Text provided:
When it comes to drinking alcohol, the old saying “eating is cheating” you used to throw around when you were young and out on the town is not so far from the truth.
Today, I wanted to talk about alcohol, drinking habits and how it relates to health, particularly weight gain and how eating could really be cheating when it comes to alcohol consumption. I have discussed alcohol briefly before in my 5 tips for avoiding weight gain over the holidays and does Christmas really make you fat but today I’m going to go a little bit deeper.
When we look at the literature and studies of alcohol consumption, we can see that in populations that have a no alcohol or a moderate one to two drink per day intake, there isn’t a huge correlation to gaining weight or obesity. On the flip-side, populations with heavy drinking or binge drinking habits have been pretty closely linked with gaining weight and obesity. This also tends to lead to inflammatory adiposity, meaning you are not only gaining weight through subcutaneous fat (under the skin) of the arms and legs, you are creating more inflammatory fat around the midline – the well known beer belly.
Let’s consider what happens when you consume alcohol. Your body sees the alcohol as a toxin and makes that the primary metabolic source of fuel over and above anything else that you consume at the time. The body seeks to convert the toxin to energy and burn it up as a way to remove it from the body. It prefers alcohol energy over all others as it is aiming to remove the danger from the body.
This simultaneously inhibits fat oxidation. It spares the burning of fat as fuel, therefore, leading to fat storage and long term weight gain. However, this only occurs when other fuel is being consumed by the body. So if you are eating whilst consuming alcohol, the body preferences getting rid of the toxin and stores the rest of the energy (carbohydrate, fat and protein) in the muscles and liver and then as adipose tissue in fat.
According to Ben Greenfield “If you were at a caloric deficit and alcohol is being consumed as a primary source of your calories, you should be more concerned about the liver, the inflammation, and the amount of acetaldehyde, the toxic byproduct of alcohol metabolism more than you should be concerned about weight gain.” So although eating with drinking causes you to store body fat, drinking on its own causes oxidative stress and inflammation all over the body, especially the liver as it deals with the toxin.
All of this means that timing your drinking is important. Allowing your body time to first process the alcohol and not have to process the energy from the food is a good idea. Having a pre dinner drink, rather than a drink with your dinner, would be a better option and only having one or two in total. So, for those who have prescribed to the eating is cheating philosophy in their younger years – it may not a complete farse. You may have used it when you were young to sound cool and tough, but ironically, it may actually work again in middle age to try and help avoid the dad bod or beer belly!

Required action: Continue the piece on alcohol, eating and weight gain from where it stops.

Supplied records:

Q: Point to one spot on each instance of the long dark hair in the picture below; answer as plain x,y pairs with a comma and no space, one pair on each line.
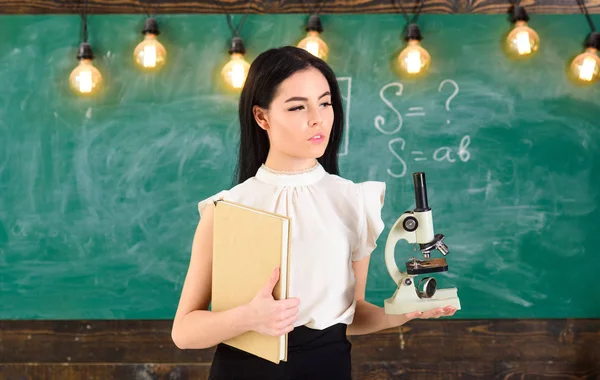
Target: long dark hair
265,75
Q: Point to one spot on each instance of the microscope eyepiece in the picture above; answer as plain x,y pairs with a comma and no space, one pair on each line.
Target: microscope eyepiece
420,192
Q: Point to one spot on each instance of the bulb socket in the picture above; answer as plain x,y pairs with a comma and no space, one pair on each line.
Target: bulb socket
314,24
518,13
413,33
85,51
593,40
151,27
237,46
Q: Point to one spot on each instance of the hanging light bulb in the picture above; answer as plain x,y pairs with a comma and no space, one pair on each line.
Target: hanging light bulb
414,59
586,66
85,79
150,54
235,71
522,41
313,42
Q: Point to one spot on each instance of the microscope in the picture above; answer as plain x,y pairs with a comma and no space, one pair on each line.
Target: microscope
416,227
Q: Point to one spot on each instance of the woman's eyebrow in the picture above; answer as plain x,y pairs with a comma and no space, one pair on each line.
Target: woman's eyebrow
301,99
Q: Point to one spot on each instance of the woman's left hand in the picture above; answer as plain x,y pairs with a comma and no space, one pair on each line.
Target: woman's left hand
433,313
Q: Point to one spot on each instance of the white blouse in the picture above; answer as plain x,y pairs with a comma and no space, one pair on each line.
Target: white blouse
334,221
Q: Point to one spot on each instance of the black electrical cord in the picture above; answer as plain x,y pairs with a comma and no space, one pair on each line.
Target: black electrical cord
416,12
234,31
587,14
84,34
316,9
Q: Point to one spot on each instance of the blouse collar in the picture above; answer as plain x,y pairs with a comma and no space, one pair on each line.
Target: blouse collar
298,178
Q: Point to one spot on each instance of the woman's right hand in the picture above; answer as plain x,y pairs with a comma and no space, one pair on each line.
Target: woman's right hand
270,316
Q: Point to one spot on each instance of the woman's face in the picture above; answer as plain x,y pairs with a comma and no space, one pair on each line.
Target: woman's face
299,113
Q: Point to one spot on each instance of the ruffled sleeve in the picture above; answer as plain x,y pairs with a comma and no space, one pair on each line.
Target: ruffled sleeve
202,204
372,195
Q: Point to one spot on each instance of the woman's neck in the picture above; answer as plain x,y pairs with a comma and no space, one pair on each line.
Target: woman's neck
289,164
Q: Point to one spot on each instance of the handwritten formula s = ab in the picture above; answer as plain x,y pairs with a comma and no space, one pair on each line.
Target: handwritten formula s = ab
397,145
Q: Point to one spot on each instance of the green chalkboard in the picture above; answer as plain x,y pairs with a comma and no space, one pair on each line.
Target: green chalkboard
98,196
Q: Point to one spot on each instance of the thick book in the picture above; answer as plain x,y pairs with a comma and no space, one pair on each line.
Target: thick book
247,246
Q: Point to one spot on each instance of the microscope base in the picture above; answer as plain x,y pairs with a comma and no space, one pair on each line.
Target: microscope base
406,300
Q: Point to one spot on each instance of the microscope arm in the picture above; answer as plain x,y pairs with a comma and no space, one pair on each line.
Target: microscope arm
397,233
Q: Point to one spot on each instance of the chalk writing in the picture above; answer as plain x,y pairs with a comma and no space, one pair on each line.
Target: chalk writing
397,145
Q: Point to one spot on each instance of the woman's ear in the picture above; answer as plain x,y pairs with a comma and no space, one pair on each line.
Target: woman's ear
260,115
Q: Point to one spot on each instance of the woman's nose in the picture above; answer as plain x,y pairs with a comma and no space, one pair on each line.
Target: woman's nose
315,119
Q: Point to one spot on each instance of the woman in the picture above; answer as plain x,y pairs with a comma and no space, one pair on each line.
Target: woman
291,121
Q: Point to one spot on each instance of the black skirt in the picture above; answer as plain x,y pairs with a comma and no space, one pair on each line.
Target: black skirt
312,355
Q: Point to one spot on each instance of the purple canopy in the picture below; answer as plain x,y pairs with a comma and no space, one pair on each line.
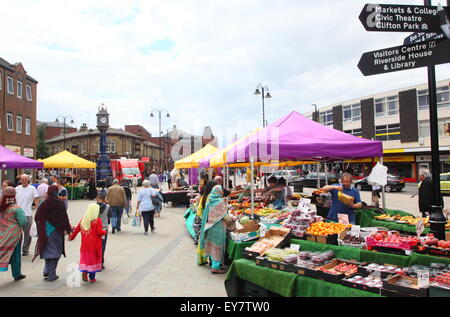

Response:
We also know that alcohol influences many different hormones and, what appears to occur, is that alcohol can increase appetite and influence hunger by acting on the serotonin pathways in the brain, sending hunger signals. It can inhibit the response of leptin, the hormone responsible for telling you that you are full, or have eaten enough, resulting in overeating! Therefore, heavier alcohol consumption will suppress your appetite-regulating hormones and increase some of the hormones responsible for appetite. So alcohol consumption is leading to weight gain by default, by messing with your hormones!
The other weight gaining factor for alcohol is the high fructose, sugar and calorie content. Four to five standard drinks could add another 2000 plus calories to your daily intake. This is easily similar to, if not larger than the amount of calories in a meal. It is like you are adding another meal or two to your daily intake! It also may lower your inhibitions, resulting in poor food choices in regards to the meal you are eating, like that late night kebab as you stumble home!
So, how do I avoid weight gain… light to moderate levels of drinking seems to have some longevity benefits especially if you’re drinking a nutrient-dense form of alcohol, such as red wine. In addition, drinking on an empty stomach when the liver’s glycogen stores are empty, is probably going to help you out with the potential weight gain from alcohol. Analysing your genetics to see if you should be taking certain supplement stacks or certain antioxidants like glutathione is something else you good do to negate the bad effects of alcohol.
So if you plan on drinking, consider these tips:
- Do it in a fasted state on an empty stomach – eatin’ is cheatin’!
- Take extra antioxidants to counteract the inflammatory and oxidation response, something like glutathione.
- Don’t eat whilst drinking, that adds to the calorie count and to the storage of fat. (But remember to monitor your standard drinks and drink responsibly).
- Consider a nutrient dense form of alcohol, like red wine.
- And for longevity, don’t have more than one or two drinks at a time.